# TESTO FORNITO
⁂
Il lavoro sarebbe spettato alle macchine e l’uomo si sarebbe dedicato all’arte e alla cultura. La mia generazione, che si affacciava al pensiero negli anni Sessanta, visse questo mirabolante futuro che non divenne mai presente e non solo restò futuro, ma si dissolse, il proletariato invece di creare questa nuova civiltà, si diede ai consumi, come si disse si imborghesiva, anzi si piccolo-imborghesiva. Negli anni Trenta, ma anche prima del Ventesimo secolo, si cerca un’alternativa sia alla borghesia che al proletariato, tutto sommato sulla falsariga di Friedrich Nietzsche, che aveva drammaticamente posto il bisogno di un’altra fonte sociale. Ma i risultati furono catastrofici.

Il nazismo ritenne l’aristocrazia ariana alternativa alla borghesia e al proletariato, rovinando la dignità umana. Il fascismo non ebbe potenza idonea a suscitare un’alternativa, la nostalgia dell’impero romano e delle conquiste militari durarono una notte. Il comunismo fu più organico e tentò un’arte proletaria ma, quando crollò venne immediatamente sostituito dall’ortodossia che era ed è l’essenza della Russia. Altri intellettuali cercarono nella religione, nella tradizione, addirittura nell’Islam, un’alternativa, ed altri ancora nell’aristocrazia dello spirito, con aspetti esoterici. Dopo l’annientamento del fascismo, del nazismo, del comunismo sovietico, rimangono la borghesia, il proletariato e residui consistenti della società dei consumi, come mentalità, soprattutto rimane la tecnologia.

È una situazione che può far soccombere le nostre società. Fare della tecnologia lo scopo dello svolgimento storico dell’Occidente porterà alla guerra, perché la tecnologia tende alla potenza e soprattutto a sperimentare la potenza. Precisamente; se la genetica può modificare l’uomo, lo farà. E se negli armamenti avremo un ordigno che distrugge senza essere distrutto, lo si userà. Gli Stati Uniti la bomba atomica la hanno usata, unico Paese, perché era superiore in distruzione. I grandi inventori avvertivano continuamente che l’uomo usa le invenzioni anche se orribili. O perché orribili. Dunque la via della tecnologia è la via della morte. Bisogna “distrarre” le finalità dell’uomo e volgerle a quanto ci mantiene in vita, suscita vita, arricchisce la vita, dà bellezza alla vita, ossia l’arte, la cultura.
⁂
# DATI REGISTRATI
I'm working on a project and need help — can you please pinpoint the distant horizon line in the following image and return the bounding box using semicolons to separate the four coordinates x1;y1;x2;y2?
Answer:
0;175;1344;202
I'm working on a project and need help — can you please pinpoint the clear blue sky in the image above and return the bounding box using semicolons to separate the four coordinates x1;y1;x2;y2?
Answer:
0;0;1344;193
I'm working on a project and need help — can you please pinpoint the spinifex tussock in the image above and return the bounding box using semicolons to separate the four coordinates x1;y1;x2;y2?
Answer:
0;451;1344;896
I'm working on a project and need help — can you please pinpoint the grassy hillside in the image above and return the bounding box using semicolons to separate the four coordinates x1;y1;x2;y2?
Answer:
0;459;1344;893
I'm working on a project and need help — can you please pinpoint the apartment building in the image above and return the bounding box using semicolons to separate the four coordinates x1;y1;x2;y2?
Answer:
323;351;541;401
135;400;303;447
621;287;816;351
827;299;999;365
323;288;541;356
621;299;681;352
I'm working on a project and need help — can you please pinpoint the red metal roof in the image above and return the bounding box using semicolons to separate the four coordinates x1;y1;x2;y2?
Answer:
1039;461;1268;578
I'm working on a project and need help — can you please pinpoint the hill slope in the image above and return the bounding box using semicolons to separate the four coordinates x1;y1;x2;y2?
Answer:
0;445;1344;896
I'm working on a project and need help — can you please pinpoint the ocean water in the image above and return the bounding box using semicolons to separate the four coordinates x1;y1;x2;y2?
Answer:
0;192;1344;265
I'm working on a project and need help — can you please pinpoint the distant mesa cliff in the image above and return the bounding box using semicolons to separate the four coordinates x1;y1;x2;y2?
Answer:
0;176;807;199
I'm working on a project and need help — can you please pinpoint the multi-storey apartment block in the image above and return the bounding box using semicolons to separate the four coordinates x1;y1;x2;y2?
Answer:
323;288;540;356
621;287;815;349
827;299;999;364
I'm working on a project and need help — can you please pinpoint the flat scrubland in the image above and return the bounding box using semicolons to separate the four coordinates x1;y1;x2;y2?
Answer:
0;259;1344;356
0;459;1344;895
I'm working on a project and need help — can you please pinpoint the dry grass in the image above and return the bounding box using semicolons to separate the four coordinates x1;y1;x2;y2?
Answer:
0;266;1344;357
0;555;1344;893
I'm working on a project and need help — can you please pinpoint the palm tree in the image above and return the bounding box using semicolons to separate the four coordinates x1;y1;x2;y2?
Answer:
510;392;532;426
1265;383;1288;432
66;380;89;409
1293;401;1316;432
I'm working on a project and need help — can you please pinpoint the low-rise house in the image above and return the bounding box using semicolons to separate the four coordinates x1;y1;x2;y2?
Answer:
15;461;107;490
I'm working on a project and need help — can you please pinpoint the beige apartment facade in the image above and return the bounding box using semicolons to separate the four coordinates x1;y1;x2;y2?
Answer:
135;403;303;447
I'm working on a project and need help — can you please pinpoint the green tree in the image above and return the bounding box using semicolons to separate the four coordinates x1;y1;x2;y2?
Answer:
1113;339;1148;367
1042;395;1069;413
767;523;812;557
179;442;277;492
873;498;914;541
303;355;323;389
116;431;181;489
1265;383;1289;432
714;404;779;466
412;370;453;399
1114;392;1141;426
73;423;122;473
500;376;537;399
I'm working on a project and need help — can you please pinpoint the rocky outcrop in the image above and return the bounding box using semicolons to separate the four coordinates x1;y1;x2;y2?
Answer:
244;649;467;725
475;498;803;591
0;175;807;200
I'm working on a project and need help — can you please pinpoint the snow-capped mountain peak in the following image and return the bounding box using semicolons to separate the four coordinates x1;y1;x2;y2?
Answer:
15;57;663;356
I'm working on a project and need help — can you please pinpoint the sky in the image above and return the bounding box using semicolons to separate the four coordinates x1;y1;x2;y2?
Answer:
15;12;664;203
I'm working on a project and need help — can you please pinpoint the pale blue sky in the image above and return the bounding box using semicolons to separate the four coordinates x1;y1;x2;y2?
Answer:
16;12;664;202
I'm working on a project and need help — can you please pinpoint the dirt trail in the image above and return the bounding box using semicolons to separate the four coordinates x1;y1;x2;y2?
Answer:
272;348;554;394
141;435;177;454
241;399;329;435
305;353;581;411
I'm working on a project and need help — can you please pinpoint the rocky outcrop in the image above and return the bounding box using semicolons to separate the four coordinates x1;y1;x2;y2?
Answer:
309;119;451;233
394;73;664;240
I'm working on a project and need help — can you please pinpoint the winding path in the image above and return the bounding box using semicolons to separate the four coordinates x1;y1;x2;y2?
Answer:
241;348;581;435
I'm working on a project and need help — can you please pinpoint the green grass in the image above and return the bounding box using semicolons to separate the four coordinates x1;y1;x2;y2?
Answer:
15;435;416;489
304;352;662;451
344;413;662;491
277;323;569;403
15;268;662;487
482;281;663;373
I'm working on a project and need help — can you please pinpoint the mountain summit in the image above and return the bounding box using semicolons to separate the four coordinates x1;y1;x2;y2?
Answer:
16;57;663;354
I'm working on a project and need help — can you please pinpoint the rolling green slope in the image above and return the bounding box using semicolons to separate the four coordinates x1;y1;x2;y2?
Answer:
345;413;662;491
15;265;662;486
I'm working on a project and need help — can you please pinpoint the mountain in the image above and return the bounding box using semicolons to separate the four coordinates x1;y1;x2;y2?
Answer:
⁂
# ESERCIZI PROPOSTI
a) Trascrivi dal testo sulla tecnologia il passo che comincia con "Il nazismo ritenne" e prosegue fino a "rimane la tecnologia.".
b) Stabilisci se le seguenti affermazioni concordano con il testo sulla tecnologia. Per ciascuna rispondi sì o no e cita le parole del testo che lo decidono. (i) Il fascismo ebbe la potenza idonea a suscitare un'alternativa. (ii) Il comunismo tentò un'arte proletaria. (iii) Gli Stati Uniti sono l'unico Paese ad aver usato la bomba atomica.
c) Prosegui il testo sulla tecnologia e sul destino dell'Occidente dopo la sua ultima frase.

# RISPOSTE IN ORDINE
a)
Il nazismo ritenne l’aristocrazia ariana alternativa alla borghesia e al proletariato, rovinando la dignità umana. Il fascismo non ebbe potenza idonea a suscitare un’alternativa, la nostalgia dell’impero romano e delle conquiste militari durarono una notte. Il comunismo fu più organico e tentò un’arte proletaria ma, quando crollò venne immediatamente sostituito dall’ortodossia che era ed è l’essenza della Russia. Altri intellettuali cercarono nella religione, nella tradizione, addirittura nell’Islam, un’alternativa, ed altri ancora nell’aristocrazia dello spirito, con aspetti esoterici. Dopo l’annientamento del fascismo, del nazismo, del comunismo sovietico, rimangono la borghesia, il proletariato e residui consistenti della società dei consumi, come mentalità, soprattutto rimane la tecnologia.

b)
(i) No: "Il fascismo non ebbe potenza idonea a suscitare un’alternativa".
(ii) Sì: "Il comunismo fu più organico e tentò un’arte proletaria".
(iii) Sì: "Gli Stati Uniti la bomba atomica la hanno usata, unico Paese".

c)
Se non vi è un ceto intellettuale che con ogni sforzo tenta di trarre la società a queste finalità, ma vincerà il ceto tecnologico, non c’è speranza. Attualmente tutto quello che sta avvenendo è quasi un voler sperimentare la potenza della tecnica, sia in campo medico sia in campo militare. Bisogna riflettere, fermarsi, ragionare sul dove ci porta tutto questo, a degli enormi vantaggi accosta pericoli fatali. L’arte e la cultura hanno solo lo svantaggio di non poter dedicarci per sempre al loro culto e di dovere finire la vita senza continuare ad ammirare quanto di bello hanno fatto e possono fare gli umani. Certo, vi è anche l’economia, certo, la scienza, ma purché vi siamo scopi di gioia di vivere, scopi entusiasmanti, scopi collettivi, aggregativi. L’arte è socializzante, la natura è socializzante, sono aspetti che favoriscono l’amore per la vita, il lavoro rassicurato, la religione per chi crede o forme sociali di altra specie.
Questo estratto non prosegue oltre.